[Information]

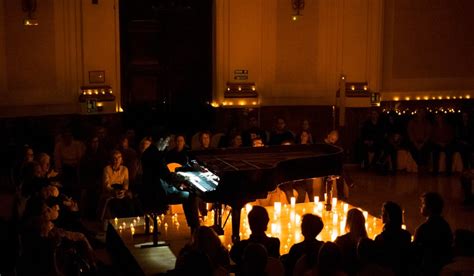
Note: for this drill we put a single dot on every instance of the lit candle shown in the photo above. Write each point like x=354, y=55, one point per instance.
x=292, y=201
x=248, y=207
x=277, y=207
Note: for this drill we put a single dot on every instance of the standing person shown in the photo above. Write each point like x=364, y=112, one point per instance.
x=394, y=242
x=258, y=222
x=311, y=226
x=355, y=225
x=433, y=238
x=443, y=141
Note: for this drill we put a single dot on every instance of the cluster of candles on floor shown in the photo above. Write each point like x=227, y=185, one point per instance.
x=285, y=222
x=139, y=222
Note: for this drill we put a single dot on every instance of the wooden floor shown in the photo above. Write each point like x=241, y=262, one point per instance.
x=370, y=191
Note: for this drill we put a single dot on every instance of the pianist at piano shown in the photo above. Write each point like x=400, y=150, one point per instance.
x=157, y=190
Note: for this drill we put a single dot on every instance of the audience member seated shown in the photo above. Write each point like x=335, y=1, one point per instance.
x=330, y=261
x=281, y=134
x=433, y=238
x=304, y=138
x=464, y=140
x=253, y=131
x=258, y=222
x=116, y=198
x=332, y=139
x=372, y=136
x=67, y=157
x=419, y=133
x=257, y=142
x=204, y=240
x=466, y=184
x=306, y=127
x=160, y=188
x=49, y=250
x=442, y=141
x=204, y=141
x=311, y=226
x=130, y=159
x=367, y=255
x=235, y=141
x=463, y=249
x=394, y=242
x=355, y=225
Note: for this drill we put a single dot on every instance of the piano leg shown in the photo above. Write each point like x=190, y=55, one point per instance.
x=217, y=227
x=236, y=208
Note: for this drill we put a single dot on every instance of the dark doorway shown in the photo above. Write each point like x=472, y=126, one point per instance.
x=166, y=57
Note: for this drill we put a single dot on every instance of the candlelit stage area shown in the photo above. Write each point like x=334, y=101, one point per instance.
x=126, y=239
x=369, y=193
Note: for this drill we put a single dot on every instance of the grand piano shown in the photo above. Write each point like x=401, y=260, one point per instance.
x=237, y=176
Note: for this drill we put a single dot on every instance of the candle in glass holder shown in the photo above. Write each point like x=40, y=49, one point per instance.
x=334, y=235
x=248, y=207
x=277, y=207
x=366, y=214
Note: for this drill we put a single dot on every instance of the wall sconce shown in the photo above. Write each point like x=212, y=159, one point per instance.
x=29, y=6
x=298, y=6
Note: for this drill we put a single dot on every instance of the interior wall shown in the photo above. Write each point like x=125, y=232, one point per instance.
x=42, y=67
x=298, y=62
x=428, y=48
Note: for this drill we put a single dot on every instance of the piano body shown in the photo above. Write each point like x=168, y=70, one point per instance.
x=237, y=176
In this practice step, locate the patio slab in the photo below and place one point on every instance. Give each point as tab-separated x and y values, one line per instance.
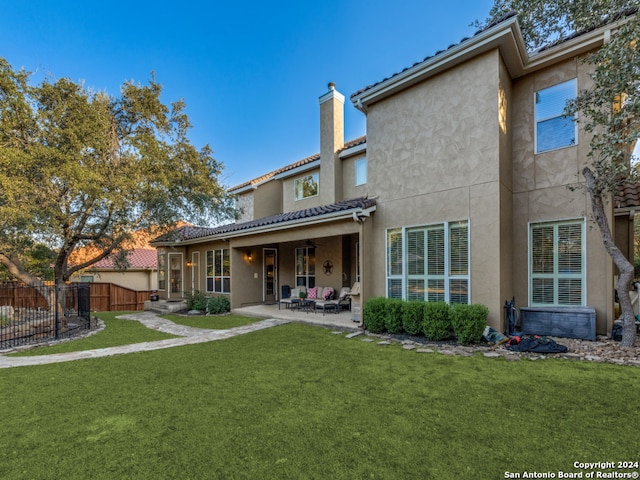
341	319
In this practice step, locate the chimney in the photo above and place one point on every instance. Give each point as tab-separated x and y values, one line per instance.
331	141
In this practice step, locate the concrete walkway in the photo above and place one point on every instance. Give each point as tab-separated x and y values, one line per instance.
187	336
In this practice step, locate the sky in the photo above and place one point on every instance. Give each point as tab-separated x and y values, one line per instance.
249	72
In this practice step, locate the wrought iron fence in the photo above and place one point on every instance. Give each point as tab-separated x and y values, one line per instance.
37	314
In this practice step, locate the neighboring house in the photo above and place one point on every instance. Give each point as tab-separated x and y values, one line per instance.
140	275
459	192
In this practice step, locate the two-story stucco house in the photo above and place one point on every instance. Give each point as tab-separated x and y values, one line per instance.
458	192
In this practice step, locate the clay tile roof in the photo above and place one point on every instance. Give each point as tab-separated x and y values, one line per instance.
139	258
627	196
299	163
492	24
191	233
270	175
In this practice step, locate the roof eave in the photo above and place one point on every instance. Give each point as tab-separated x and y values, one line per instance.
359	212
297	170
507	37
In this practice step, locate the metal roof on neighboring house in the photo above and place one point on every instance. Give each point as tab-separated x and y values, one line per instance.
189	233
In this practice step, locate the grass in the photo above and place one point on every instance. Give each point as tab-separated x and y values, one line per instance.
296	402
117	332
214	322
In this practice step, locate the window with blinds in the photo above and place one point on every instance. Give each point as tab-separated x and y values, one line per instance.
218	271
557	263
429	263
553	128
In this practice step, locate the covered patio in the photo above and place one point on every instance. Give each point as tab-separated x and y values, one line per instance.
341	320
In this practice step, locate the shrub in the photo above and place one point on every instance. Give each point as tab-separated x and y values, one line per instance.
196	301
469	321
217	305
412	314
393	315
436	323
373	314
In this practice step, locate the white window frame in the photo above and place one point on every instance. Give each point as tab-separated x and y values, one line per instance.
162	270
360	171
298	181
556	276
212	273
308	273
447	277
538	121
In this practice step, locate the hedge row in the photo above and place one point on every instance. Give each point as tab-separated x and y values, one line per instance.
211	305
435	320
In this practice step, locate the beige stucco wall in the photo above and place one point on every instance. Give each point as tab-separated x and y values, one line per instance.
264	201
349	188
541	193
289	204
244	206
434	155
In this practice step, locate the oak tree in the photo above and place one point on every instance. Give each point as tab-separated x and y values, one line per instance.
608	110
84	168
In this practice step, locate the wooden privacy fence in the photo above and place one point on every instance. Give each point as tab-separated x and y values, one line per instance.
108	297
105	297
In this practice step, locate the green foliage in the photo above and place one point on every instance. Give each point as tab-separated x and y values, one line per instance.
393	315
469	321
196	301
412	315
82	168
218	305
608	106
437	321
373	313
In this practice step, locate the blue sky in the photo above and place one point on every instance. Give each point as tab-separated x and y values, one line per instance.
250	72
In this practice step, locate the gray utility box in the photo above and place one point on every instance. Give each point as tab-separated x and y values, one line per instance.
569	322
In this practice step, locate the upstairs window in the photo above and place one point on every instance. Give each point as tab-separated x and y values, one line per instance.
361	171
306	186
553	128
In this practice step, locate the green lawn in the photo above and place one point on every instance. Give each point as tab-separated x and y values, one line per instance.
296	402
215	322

[/Information]
[Information]

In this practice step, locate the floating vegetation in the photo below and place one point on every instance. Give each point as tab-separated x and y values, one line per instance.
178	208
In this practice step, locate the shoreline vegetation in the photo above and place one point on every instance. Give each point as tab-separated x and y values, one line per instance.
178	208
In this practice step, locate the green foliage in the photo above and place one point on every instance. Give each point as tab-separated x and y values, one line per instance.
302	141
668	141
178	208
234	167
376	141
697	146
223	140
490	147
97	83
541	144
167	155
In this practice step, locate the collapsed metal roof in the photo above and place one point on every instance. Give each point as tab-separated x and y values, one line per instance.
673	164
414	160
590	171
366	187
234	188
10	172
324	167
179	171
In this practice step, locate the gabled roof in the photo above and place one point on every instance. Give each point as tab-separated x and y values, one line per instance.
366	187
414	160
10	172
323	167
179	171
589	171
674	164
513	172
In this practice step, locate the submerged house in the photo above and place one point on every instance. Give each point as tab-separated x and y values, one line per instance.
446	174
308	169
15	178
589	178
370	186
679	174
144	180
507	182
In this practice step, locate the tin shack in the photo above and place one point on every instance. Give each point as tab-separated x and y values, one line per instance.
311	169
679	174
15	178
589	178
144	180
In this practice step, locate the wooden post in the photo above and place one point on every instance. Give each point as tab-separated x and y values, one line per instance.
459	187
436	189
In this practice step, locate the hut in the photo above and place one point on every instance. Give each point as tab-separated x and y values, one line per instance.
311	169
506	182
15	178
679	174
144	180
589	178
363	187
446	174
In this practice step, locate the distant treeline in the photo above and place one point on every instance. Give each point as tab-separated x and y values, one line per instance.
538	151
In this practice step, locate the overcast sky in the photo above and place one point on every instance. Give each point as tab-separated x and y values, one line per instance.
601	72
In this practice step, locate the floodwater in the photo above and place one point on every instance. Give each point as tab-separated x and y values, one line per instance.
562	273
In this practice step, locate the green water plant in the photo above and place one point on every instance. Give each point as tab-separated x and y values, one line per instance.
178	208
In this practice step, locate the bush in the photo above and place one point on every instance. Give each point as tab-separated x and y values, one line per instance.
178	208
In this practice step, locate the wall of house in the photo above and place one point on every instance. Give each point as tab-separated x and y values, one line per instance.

[/Information]

▶ Assignment:
Retype the entries above exactly, but only from the line containing "In this practice step, locate the bush" through the line containing "In this practice step, locate the wall", both included.

▶ Answer to this task:
In this practice step, locate the bush in the photo above and place one point on every instance. Give each point as tab-separated x and y values, one line per instance.
178	208
In this practice step, locate the wall of house in the photo above and place one point on every instance. Give each point as tab-separated x and y values, one line per instance.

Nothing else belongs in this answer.